PROBLEM DESCRIPTION: A stretch of the entries below is to be set down exactly, running from the line with "Target: overcast sky" through the line with "Target: foliage", both included, and no other line.

Content starts

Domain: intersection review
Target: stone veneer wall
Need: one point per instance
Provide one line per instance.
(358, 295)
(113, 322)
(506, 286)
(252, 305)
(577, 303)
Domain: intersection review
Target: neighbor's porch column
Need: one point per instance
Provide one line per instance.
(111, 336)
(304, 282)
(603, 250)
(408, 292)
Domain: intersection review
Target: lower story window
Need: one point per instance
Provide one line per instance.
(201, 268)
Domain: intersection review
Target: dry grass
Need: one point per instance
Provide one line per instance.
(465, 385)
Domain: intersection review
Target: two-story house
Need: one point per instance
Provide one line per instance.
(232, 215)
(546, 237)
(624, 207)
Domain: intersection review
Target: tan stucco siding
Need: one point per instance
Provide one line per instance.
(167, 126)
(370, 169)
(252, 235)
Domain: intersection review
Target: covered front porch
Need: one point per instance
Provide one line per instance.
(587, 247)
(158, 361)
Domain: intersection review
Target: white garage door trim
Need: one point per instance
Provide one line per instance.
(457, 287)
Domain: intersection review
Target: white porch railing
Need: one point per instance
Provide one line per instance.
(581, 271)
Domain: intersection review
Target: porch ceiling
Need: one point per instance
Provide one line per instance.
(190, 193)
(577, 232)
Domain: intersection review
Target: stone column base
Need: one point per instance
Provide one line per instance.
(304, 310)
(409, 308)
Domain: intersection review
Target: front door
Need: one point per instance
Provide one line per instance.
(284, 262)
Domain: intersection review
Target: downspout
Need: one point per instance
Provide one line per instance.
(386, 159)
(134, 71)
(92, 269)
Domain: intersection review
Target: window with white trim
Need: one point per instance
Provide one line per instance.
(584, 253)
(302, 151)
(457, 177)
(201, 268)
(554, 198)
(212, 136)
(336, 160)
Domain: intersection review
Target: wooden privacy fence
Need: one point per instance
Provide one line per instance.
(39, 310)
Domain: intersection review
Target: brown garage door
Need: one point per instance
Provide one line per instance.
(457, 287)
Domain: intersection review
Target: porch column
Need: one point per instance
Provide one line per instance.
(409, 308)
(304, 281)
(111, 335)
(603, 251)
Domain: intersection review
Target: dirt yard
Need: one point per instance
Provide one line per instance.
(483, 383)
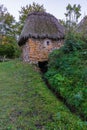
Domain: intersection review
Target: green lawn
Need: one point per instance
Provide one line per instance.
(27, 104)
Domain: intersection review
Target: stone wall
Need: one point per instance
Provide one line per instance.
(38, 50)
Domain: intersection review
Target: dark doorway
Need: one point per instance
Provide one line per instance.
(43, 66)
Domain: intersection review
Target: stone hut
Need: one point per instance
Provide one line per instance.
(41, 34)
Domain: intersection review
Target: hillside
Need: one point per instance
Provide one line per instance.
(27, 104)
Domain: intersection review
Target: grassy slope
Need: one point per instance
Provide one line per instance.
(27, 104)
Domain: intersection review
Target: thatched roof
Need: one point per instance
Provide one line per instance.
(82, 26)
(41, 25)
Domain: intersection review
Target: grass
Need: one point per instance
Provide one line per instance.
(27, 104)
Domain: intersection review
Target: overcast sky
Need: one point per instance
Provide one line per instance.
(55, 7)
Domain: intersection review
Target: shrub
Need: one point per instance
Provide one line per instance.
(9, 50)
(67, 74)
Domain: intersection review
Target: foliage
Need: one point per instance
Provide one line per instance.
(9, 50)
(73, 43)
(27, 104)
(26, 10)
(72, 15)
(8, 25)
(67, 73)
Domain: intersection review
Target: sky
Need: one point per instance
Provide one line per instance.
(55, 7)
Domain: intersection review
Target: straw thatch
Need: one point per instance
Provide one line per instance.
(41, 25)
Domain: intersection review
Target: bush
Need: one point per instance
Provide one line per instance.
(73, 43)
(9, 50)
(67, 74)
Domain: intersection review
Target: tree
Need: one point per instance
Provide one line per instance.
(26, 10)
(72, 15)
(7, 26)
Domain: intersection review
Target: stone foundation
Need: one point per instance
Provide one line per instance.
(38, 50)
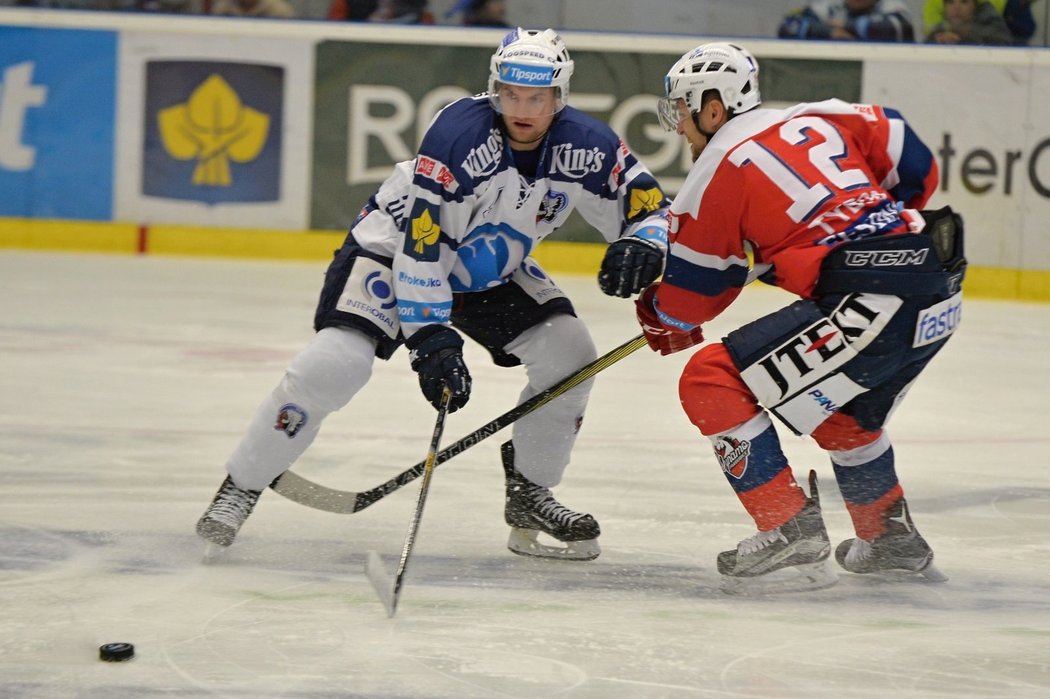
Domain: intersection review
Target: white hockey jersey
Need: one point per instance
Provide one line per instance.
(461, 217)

Content ends
Content starts

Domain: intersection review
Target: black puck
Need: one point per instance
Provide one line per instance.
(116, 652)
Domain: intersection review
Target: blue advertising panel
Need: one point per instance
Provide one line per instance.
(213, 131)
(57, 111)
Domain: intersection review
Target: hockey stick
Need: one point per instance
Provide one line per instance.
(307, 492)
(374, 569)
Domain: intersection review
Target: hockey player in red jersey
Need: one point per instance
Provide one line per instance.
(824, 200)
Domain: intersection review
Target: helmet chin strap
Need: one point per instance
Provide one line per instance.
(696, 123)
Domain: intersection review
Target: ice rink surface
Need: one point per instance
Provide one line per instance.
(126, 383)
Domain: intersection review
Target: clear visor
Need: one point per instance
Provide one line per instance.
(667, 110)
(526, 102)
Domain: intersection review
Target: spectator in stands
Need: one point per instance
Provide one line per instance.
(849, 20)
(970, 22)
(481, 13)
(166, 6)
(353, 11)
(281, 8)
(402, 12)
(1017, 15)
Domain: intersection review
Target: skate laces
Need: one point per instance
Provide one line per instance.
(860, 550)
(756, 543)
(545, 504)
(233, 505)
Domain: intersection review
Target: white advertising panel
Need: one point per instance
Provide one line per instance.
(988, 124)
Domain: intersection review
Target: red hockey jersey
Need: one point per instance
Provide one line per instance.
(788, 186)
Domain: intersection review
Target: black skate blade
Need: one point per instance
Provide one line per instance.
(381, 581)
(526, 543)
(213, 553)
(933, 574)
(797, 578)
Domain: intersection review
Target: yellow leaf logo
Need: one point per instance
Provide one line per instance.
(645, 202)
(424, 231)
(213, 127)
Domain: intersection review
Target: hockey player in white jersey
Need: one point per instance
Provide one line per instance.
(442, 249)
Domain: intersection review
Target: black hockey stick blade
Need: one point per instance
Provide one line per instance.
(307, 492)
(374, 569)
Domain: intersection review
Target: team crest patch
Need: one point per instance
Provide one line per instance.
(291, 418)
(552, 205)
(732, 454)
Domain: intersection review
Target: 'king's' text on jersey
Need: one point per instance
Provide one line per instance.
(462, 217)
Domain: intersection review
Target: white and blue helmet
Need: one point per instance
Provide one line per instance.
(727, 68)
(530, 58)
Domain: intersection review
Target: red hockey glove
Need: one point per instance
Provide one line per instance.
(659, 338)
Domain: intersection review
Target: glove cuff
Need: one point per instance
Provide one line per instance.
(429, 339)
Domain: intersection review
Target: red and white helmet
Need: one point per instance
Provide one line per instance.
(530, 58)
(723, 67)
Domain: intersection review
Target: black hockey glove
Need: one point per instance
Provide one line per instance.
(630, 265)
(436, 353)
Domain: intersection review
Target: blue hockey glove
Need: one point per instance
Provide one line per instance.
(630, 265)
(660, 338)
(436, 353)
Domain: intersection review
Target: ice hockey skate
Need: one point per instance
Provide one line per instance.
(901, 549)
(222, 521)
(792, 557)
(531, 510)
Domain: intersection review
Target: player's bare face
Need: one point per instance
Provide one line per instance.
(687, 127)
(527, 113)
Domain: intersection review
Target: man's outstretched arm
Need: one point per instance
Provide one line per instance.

Content ends
Content starts

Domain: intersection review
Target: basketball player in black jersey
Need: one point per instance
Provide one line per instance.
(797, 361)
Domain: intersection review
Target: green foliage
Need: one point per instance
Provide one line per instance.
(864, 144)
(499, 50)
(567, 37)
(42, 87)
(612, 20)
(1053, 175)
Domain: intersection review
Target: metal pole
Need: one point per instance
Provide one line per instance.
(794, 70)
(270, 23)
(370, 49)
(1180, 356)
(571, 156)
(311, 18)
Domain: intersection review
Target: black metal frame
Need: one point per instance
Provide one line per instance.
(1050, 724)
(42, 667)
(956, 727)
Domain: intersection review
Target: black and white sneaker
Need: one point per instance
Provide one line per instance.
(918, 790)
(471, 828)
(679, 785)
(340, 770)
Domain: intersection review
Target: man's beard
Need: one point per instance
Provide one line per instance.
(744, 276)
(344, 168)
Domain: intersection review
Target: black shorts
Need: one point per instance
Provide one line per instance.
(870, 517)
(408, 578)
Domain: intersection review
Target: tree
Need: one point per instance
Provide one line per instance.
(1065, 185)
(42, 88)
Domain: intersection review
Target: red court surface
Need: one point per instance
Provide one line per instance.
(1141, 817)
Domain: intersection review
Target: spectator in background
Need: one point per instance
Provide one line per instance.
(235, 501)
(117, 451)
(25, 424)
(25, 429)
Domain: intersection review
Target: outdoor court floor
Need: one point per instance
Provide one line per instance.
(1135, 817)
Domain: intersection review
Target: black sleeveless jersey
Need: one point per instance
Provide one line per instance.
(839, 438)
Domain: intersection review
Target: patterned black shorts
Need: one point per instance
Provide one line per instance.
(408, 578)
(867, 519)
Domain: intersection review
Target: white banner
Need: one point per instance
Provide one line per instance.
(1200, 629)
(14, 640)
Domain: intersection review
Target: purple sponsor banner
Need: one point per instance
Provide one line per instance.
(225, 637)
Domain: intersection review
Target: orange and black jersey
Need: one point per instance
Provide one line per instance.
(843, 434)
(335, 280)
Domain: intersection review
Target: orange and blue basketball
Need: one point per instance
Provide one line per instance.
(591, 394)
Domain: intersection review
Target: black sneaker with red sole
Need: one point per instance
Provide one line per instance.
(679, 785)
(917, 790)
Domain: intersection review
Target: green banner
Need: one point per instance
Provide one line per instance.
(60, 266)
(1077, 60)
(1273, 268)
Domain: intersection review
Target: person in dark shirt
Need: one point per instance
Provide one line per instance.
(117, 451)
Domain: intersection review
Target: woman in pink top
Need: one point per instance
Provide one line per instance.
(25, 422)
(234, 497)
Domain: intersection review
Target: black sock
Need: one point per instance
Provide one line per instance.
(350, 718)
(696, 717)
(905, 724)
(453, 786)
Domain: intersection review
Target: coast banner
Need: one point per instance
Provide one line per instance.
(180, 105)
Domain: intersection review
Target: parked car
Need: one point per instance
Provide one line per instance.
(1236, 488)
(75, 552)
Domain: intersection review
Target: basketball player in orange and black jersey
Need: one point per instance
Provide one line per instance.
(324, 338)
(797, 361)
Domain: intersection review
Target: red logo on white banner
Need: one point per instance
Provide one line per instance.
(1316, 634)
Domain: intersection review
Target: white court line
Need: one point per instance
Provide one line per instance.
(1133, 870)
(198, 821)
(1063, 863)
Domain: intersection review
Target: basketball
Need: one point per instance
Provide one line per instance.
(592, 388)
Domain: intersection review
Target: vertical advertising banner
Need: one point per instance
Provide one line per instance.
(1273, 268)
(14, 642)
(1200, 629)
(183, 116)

Content ends

PROBLEM SOLUTION:
Target: overcast sky
Need: one point per instance
Provide one line per instance.
(55, 7)
Domain: intersection review
Target: shrub
Need: one point per instance
Provide one line per instance.
(9, 50)
(67, 74)
Domain: intersection review
Target: foliage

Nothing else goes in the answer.